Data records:
####
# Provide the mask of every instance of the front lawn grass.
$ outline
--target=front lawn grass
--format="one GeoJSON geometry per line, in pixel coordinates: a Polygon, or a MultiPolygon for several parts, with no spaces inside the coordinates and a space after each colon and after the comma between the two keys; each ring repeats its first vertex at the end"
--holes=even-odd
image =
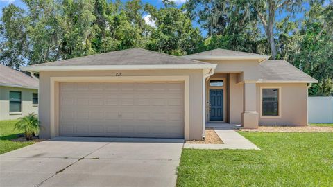
{"type": "Polygon", "coordinates": [[[32,141],[15,142],[10,141],[23,133],[23,132],[14,130],[14,125],[17,121],[16,120],[0,121],[0,154],[34,143],[32,141]]]}
{"type": "Polygon", "coordinates": [[[183,149],[177,186],[333,186],[333,133],[240,134],[262,150],[183,149]]]}
{"type": "Polygon", "coordinates": [[[333,127],[333,123],[310,123],[310,126],[333,127]]]}

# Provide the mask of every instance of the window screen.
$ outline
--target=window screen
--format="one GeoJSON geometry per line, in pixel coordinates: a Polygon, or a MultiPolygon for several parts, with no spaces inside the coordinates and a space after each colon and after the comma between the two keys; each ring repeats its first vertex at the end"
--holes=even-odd
{"type": "Polygon", "coordinates": [[[33,105],[38,105],[38,93],[33,93],[33,105]]]}
{"type": "Polygon", "coordinates": [[[279,89],[262,89],[262,116],[279,116],[279,89]]]}
{"type": "Polygon", "coordinates": [[[9,92],[9,112],[22,112],[21,105],[21,92],[10,91],[9,92]]]}

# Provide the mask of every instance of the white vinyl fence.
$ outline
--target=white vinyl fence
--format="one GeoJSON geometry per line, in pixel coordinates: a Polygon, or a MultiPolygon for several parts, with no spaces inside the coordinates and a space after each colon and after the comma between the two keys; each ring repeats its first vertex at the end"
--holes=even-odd
{"type": "Polygon", "coordinates": [[[333,123],[333,96],[309,97],[309,123],[333,123]]]}

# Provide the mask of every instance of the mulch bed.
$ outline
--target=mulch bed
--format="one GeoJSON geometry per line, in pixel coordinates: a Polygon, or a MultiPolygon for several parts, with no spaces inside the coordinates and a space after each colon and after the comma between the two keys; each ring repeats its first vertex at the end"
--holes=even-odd
{"type": "Polygon", "coordinates": [[[204,141],[187,141],[186,143],[194,144],[223,144],[223,142],[219,137],[212,128],[207,128],[205,132],[204,141]]]}
{"type": "Polygon", "coordinates": [[[240,129],[244,132],[333,132],[333,127],[284,127],[284,126],[260,126],[257,129],[240,129]]]}

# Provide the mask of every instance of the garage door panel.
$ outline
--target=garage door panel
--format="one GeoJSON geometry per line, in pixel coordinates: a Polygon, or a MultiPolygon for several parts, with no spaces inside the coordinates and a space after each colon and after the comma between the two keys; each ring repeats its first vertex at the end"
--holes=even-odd
{"type": "Polygon", "coordinates": [[[60,84],[60,135],[182,138],[182,82],[60,84]]]}

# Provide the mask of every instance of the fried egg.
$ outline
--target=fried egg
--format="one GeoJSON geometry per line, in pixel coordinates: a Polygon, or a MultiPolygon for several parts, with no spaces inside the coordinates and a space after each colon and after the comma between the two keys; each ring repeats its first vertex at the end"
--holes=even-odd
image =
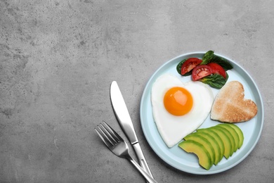
{"type": "Polygon", "coordinates": [[[202,82],[183,83],[169,74],[156,80],[151,90],[153,118],[169,148],[204,122],[213,101],[211,89],[202,82]]]}

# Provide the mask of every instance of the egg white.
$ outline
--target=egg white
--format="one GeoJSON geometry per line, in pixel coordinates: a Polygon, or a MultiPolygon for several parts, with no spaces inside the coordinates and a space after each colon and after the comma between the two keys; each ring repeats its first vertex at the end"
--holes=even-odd
{"type": "Polygon", "coordinates": [[[152,87],[151,103],[154,120],[167,146],[171,148],[197,129],[208,116],[213,101],[211,89],[202,82],[190,81],[183,83],[178,77],[169,74],[159,77],[152,87]],[[193,96],[193,108],[184,115],[174,115],[164,107],[164,94],[174,87],[186,89],[193,96]]]}

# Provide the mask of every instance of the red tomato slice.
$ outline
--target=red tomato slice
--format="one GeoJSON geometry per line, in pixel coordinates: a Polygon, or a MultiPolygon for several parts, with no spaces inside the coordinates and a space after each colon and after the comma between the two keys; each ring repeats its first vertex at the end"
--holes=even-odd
####
§ Given task: Copy all the data exactly as written, but skip any picture.

§ Final result:
# Provide the mask of every instance of the front lawn grass.
$ outline
--target=front lawn grass
--format="one GeoJSON geometry per line, in pixel coordinates: a Polygon, or a MultiPolygon for several parts, with no spaces inside the coordinates and a space after each colon and after the comma between the two keys; each ring repeats its first vertex at the end"
--holes=even-odd
image =
{"type": "Polygon", "coordinates": [[[32,141],[15,142],[10,141],[23,133],[23,132],[14,130],[14,125],[17,121],[16,120],[0,121],[0,154],[34,143],[32,141]]]}
{"type": "Polygon", "coordinates": [[[183,149],[177,186],[333,186],[333,133],[240,134],[262,150],[183,149]]]}
{"type": "Polygon", "coordinates": [[[333,127],[333,123],[310,123],[310,126],[333,127]]]}

# Provide the mask of every instance of the window screen.
$ outline
--target=window screen
--format="one GeoJSON geometry per line, in pixel coordinates: a Polygon, or a MultiPolygon for several parts, with no spaces inside the coordinates and a space after each colon and after the comma between the two keys; each ring repeats its first vertex at the end"
--holes=even-odd
{"type": "Polygon", "coordinates": [[[33,105],[38,105],[38,93],[33,93],[33,105]]]}
{"type": "Polygon", "coordinates": [[[279,89],[262,89],[262,116],[279,116],[279,89]]]}
{"type": "Polygon", "coordinates": [[[9,92],[9,112],[22,112],[21,105],[21,92],[10,91],[9,92]]]}

# Provide the mask of every instance of the white vinyl fence.
$ outline
--target=white vinyl fence
--format="one GeoJSON geometry per line, in pixel coordinates: a Polygon, or a MultiPolygon for several parts, with no spaces inside the coordinates and a space after each colon and after the comma between the two keys; each ring repeats its first vertex at the end"
--holes=even-odd
{"type": "Polygon", "coordinates": [[[333,123],[333,96],[309,97],[309,123],[333,123]]]}

# Provide the mask of every instance of the mulch bed.
$ outline
--target=mulch bed
--format="one GeoJSON geometry per line, in pixel coordinates: a Polygon, or a MultiPolygon for several parts, with no spaces inside the coordinates and a space after each colon and after the comma between the two keys; each ring repeats its first vertex at the end"
--holes=even-odd
{"type": "Polygon", "coordinates": [[[204,141],[187,141],[186,143],[194,144],[223,144],[223,142],[219,137],[212,128],[207,128],[205,132],[204,141]]]}
{"type": "Polygon", "coordinates": [[[240,129],[244,132],[333,132],[333,127],[284,127],[284,126],[260,126],[257,129],[240,129]]]}

# Provide the mask of every instance of the garage door panel.
$ outline
--target=garage door panel
--format="one GeoJSON geometry per line, in pixel coordinates: a Polygon, or a MultiPolygon for several parts, with no spaces inside the coordinates and a space after each colon and after the comma between the two keys; each ring repeats its first vertex at the end"
--holes=even-odd
{"type": "Polygon", "coordinates": [[[60,84],[60,135],[182,138],[182,82],[60,84]]]}

# Provide the mask of every instance of the fried egg.
$ outline
--target=fried egg
--format="one GeoJSON geometry per line, in pixel coordinates: a Polygon, or a MultiPolygon for several parts, with no spaces inside the coordinates and a space after each colon and after the comma between the two keys; each ring repeats its first vertex at the end"
--holes=even-odd
image =
{"type": "Polygon", "coordinates": [[[202,82],[183,83],[169,74],[156,80],[151,90],[153,118],[169,148],[204,122],[213,101],[211,89],[202,82]]]}

# Provide the mask of every instance of the egg white.
$ outline
--target=egg white
--format="one GeoJSON geometry per line, in pixel coordinates: a Polygon, or a MultiPolygon for several parts, with no spaces inside the coordinates and a space after each colon and after the comma between the two keys; each ring repeats its first vertex at the end"
--holes=even-odd
{"type": "Polygon", "coordinates": [[[152,87],[151,103],[154,120],[167,146],[171,148],[197,129],[208,116],[213,101],[211,89],[202,82],[190,81],[183,83],[178,77],[169,74],[159,77],[152,87]],[[193,96],[193,108],[184,115],[174,115],[164,107],[164,94],[174,87],[186,89],[193,96]]]}

# Provide the mask of every instance of the red tomato slice.
$ outline
--target=red tomato slice
--format="one GeoJSON geometry per line, in pixel coordinates: a Polygon, or a MultiPolygon for several parts, with no spaces inside the coordinates and a space after each colon and after the comma between the two keys; each ring repeats its first vertex at the end"
--holes=even-odd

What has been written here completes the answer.